By Samuel L. Leiter

Iranian plays, understandably, are very rare in the West, so Blind Runner, written and directed by Amir Reza Koohestani, and now at St. Ann’s Warehouse, in Dumbo, is something of an event. As might be expected, given the world’s perception of Iran, the play is political in nature, although more in a metaphorical than literal way. It is touring to various international festivals and is being given here as part of New York’s Under the Radar activities. 

Blind Runner is a two-hander staged in minimalist style on a mostly bare stage, supplemented by projections that outline acting spaces on the floor and present live video images of the actors on an upstage screen (credit: Yasi Moradi, Benjamin Krieg). It is spoken in Farsi and uses English surtitles. 

Most of it takes place in an Iranian prison where an unnamed young woman (Ainaz Azarhoush) is incarcerated for an unspecified political crime. Her character is inspired, however, by Iranian female journalist, Niloofar Hamedi, mentioned by Koohestani in his program note, who has been imprisoned without trial since 2022 after reporting on the death of Mahsa Amini at the hands of the Morality Police. The woman in the play, like Hamedi, is a marathon runner.

In a sort of prologue, each actor goes to a side wall and writes in chalk a brief introduction to the play, one in English and one in Farsi, but they keep revising what they’ve written to reflect the play’s indeterminate nature as truth or fiction, story or history. It is, obviously, a fictional account of a truthful situation. That situation is crafted into a taut little drama in which the prisoner’s husband (Mohammed Reza Hosseinzadeh), also a runner (like Amini’s husband), campaigns for her release while visiting her weekly, conversing with her across an unseen barrier. 

Their conversation must be circumspect because, as they talk, they are being listened to by microphones and watched by cameras. This, of course, strains their relationship even further, and they bicker about minor issues; at one point, although the husband tries to be as supportive as the circumstances will allow, the woman asks him not to come the next week.

Through much of their interchanges, the actors, themselves runners, race backward and forward across the stage, a difficult feat given that they must also be having a conversation. The woman, dashing along a prison corridor, finds in running a liberation from the confinement of prison life, and running thus becomes a metaphor for freedom.  

This is taken further when the woman asks her husband to become the guide runner for Parissa (also played by Azarhoush), a blind Iranian paralympic champion marathoner who is training for a race in Paris. She was shot in the eyes for her political protests in Iran. Parissa, who finds running a way to communicate with the world, also uses it to find freedom. She trains with the husband until they find their common rhythm, as they will be tied to each other during the event. The relationship thus deepens, perhaps more than the wife intended. Nevertheless, it reflects Koohestani’s aim to establish that you cannot be free alone, but must share it as a collective experience.

→ **Provided information**:
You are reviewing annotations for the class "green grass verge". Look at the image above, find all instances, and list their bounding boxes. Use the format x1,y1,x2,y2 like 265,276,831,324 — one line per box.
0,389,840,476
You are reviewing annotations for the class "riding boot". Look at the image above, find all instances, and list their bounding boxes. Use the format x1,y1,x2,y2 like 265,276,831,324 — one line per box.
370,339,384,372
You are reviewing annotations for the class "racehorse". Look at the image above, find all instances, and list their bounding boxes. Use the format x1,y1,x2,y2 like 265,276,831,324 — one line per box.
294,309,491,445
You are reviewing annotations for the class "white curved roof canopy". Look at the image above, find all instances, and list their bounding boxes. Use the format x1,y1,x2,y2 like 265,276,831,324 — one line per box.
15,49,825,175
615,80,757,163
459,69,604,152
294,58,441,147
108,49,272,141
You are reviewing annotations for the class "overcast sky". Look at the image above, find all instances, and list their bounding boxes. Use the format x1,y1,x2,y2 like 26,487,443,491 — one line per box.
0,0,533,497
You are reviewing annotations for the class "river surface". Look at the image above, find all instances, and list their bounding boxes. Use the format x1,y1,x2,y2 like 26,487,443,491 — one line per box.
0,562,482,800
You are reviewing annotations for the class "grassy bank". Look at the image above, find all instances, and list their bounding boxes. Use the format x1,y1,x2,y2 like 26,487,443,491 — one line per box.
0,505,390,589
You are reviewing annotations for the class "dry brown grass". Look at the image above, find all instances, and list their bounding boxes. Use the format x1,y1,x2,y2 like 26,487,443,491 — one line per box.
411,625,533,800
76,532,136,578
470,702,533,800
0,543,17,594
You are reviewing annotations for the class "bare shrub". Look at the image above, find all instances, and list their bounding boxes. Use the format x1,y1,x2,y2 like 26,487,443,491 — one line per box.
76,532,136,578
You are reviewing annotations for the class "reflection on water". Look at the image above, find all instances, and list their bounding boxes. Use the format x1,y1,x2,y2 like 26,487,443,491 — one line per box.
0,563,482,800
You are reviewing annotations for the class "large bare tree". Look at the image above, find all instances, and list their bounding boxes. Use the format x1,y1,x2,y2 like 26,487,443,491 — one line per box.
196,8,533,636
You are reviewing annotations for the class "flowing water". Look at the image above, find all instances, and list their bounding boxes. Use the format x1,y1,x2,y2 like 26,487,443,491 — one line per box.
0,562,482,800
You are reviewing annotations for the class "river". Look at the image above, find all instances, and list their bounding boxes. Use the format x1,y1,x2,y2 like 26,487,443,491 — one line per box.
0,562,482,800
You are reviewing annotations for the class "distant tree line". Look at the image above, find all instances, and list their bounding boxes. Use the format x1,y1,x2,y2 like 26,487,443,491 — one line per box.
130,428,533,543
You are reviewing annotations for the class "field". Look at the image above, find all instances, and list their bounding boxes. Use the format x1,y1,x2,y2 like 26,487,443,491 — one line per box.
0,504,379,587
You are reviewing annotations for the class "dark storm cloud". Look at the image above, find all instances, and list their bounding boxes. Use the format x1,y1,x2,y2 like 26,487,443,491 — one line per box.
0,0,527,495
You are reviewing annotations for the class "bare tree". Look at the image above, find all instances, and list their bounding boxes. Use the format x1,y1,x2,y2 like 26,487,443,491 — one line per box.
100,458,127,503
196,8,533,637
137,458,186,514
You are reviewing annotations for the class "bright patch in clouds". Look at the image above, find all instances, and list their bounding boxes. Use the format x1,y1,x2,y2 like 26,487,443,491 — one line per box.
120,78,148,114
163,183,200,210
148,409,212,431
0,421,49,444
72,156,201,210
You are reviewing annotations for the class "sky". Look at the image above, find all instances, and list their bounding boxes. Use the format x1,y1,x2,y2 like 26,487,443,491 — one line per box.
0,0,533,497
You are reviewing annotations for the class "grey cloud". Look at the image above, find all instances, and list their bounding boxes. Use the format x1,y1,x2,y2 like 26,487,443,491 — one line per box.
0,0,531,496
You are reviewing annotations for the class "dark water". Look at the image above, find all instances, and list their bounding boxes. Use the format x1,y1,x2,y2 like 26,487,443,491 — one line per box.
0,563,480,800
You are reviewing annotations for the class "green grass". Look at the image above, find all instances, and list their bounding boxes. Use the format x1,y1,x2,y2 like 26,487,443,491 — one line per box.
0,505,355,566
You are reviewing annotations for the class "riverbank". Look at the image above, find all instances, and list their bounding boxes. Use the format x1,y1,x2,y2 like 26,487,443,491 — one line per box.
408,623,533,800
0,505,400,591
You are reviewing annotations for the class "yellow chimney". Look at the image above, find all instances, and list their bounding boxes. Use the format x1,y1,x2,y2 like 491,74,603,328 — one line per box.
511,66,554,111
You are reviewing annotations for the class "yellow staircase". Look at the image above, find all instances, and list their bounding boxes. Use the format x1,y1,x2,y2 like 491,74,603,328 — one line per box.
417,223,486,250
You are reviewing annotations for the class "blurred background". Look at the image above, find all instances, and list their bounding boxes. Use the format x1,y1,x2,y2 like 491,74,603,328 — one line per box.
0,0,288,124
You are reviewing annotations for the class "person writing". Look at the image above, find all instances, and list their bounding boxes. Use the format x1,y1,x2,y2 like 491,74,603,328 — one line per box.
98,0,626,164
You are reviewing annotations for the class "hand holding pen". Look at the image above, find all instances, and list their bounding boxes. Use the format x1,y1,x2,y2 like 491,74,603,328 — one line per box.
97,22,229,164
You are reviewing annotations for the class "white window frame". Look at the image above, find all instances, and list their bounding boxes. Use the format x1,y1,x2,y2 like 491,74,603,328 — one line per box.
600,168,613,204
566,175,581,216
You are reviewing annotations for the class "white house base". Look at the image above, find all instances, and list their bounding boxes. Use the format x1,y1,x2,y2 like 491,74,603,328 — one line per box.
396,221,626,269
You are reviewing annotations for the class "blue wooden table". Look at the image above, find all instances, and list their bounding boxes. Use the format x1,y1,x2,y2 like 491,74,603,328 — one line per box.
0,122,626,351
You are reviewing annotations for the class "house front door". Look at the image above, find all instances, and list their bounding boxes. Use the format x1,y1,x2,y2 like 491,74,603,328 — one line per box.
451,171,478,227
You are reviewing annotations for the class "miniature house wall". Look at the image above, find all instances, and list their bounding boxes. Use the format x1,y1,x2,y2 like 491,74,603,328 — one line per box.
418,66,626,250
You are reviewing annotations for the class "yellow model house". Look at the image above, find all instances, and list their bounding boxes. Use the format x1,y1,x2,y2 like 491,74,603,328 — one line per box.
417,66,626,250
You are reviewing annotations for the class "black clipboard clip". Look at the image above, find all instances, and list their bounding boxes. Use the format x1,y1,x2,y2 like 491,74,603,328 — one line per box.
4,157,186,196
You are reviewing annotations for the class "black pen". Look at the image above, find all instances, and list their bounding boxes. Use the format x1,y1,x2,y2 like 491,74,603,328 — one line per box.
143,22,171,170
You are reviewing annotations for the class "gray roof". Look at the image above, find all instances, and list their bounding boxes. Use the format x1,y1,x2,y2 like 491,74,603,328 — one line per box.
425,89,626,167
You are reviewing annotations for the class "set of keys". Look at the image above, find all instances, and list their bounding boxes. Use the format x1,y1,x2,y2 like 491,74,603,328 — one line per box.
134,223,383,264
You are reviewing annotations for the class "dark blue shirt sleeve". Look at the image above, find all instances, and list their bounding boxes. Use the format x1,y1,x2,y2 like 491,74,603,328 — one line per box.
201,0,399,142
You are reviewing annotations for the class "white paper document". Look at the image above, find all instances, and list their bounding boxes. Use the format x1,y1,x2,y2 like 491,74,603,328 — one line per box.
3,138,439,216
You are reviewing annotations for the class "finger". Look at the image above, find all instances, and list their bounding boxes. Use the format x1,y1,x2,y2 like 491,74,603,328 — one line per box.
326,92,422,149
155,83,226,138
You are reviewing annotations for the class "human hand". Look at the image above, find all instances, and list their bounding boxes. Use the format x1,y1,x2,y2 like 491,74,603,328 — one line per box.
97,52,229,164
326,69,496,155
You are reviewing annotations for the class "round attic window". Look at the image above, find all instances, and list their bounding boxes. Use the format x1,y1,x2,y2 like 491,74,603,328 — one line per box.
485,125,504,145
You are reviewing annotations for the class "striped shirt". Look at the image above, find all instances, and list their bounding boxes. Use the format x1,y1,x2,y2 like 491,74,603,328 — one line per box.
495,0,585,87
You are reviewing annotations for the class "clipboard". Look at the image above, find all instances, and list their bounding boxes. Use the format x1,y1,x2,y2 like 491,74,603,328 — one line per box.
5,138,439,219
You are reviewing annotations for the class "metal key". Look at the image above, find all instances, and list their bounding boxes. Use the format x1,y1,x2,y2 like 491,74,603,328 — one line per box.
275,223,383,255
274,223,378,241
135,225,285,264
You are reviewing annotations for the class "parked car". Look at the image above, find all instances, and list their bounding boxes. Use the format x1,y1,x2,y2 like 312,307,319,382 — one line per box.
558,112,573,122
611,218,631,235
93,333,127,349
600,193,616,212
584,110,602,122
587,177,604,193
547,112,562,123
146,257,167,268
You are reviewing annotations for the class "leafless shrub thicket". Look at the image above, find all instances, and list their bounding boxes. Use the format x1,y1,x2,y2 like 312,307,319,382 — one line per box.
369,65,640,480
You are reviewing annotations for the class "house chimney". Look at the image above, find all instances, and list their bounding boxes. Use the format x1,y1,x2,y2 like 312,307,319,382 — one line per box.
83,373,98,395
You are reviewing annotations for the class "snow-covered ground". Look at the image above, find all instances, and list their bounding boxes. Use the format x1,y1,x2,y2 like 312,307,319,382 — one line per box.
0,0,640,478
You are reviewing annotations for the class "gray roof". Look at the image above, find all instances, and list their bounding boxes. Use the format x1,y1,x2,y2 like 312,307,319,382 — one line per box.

→ **What to do**:
Retype the passage in the review of Blind Runner above from "Blind Runner is" to "a marathon runner.", keeping every word and mark unchanged.

→ **Exercise answer**:
Blind Runner is a two-hander staged in minimalist style on a mostly bare stage, supplemented by projections that outline acting spaces on the floor and present live video images of the actors on an upstage screen (credit: Yasi Moradi, Benjamin Krieg). It is spoken in Farsi and uses English surtitles. 

Most of it takes place in an Iranian prison where an unnamed young woman (Ainaz Azarhoush) is incarcerated for an unspecified political crime. Her character is inspired, however, by Iranian female journalist, Niloofar Hamedi, mentioned by Koohestani in his program note, who has been imprisoned without trial since 2022 after reporting on the death of Mahsa Amini at the hands of the Morality Police. The woman in the play, like Hamedi, is a marathon runner.